Your objective → All of the entries need to be written out again, exactly as they are.

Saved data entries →
☆ ☆ ☆ ☆ ☆ ☆ ☆

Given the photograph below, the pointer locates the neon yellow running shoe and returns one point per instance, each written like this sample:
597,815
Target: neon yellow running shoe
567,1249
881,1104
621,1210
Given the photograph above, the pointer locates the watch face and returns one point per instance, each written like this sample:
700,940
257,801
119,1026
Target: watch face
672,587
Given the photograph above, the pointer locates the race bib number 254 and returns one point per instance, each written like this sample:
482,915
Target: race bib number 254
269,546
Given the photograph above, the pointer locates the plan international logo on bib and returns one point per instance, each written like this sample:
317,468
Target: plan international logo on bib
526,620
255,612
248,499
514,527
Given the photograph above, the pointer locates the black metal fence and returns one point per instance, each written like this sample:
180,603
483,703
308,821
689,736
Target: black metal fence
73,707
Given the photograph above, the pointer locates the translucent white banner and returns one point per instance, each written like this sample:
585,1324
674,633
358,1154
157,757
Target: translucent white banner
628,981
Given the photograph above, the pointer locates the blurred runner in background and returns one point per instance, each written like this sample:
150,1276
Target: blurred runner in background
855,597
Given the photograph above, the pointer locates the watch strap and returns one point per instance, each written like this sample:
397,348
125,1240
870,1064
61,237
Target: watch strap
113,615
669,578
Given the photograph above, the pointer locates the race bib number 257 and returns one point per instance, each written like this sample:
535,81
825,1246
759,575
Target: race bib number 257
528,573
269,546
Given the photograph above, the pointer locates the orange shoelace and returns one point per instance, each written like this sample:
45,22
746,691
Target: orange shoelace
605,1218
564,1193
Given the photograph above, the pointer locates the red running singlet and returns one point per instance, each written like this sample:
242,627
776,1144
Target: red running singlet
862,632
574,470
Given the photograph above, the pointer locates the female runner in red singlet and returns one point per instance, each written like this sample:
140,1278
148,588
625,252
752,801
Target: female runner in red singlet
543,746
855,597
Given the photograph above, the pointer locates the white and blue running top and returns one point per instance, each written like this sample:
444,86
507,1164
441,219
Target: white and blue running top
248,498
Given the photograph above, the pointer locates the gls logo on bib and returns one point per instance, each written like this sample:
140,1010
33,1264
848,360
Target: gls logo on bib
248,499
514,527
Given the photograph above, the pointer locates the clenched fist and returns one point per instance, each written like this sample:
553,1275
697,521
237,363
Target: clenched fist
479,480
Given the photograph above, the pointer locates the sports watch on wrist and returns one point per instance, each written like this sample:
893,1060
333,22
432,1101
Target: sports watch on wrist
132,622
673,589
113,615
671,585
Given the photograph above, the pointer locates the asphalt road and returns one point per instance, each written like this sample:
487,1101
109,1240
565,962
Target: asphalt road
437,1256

☆ ☆ ☆ ☆ ☆ ☆ ☆

Written reply →
Given the photograph below, the pointer locates the neon yellow running shoe and returns one point per instance, each written like this sample:
597,815
Target: neon yellow running shoe
567,1249
881,1104
621,1210
Given the photograph above, the pointer locates the watch face and returns one point per instance, each written like this sample:
700,940
257,801
119,1026
Target: watch face
672,587
Given the photograph above, the pointer locates the race bib number 254 and returns one point per instance, each written like this sample:
482,915
Target: race bib number 254
269,546
Given the photograph above, the pointer locates the plan international logo on bib and returns one point per instance, each written like this sample:
317,468
Target: plan international logo on bib
526,620
255,612
248,499
514,527
Given the photograph above, the pointer locates the black metal fence and returns one point per instance, each written like this sample:
180,603
483,703
308,821
689,736
Target: black metal fence
73,707
Given the photograph above, the pointer locates the translucent white banner and returns one point per instance, each written like this sample:
585,1324
674,633
358,1154
157,757
Target: translucent white banner
628,981
Given the photograph above, the pointer locates the blurred runner in background and returns one point per instance, each written like this sample:
150,1276
Target: blurred runner in background
855,597
Given the photograph above, the pointer locates the watch strap and returns one point per instance, each written like this sample:
397,348
125,1240
870,1064
61,237
Target: watch strap
113,615
669,578
Given the photograph above, the pointer locates the race bib number 257 and returns one point per instance, each written like this sample:
535,81
825,1246
759,575
Target: race bib number 257
528,573
269,546
Given the photograph above, the pointer locates the orange shoelace and returns one point per instance, each written like this sample:
45,22
746,691
Target: orange shoelace
605,1218
564,1193
Given the photograph above, the pointer locates the red running singlet and returns one point per instance, each written like this sample:
242,627
776,1144
Target: red running singlet
862,632
574,470
Given the photograph above, the pointer locates the female runner in red singlet and returns one point per instance, each written like this sample:
140,1278
148,588
625,252
752,801
Target: female runner in red singlet
543,746
855,597
Given the photograph above, the pointer locates the white and blue running top and returns one point per instance, each written like this sample:
444,86
507,1164
441,219
Target: white and blue running top
248,498
Given the photograph above, the pointer locates the gls logo on bib and returns one point per instance, each written like this sample:
140,1010
33,1264
848,360
Target: gls logo on bib
248,499
514,527
Given the photograph above, the pointer locates the clenched fist and returns one point per instance, each written like this sample:
553,1275
697,521
237,363
Target: clenched fist
479,480
Given the photograph above, the pointer locates the sports watch on wrist and returns one point per instance, each written like this sample:
893,1060
333,22
432,1101
Target: sports watch on wrist
132,622
673,589
113,615
671,585
Given the photograph above, the pointer locates the asphalt road and returns one point per instance, each written like this sample:
487,1101
109,1240
565,962
Target: asphalt road
437,1256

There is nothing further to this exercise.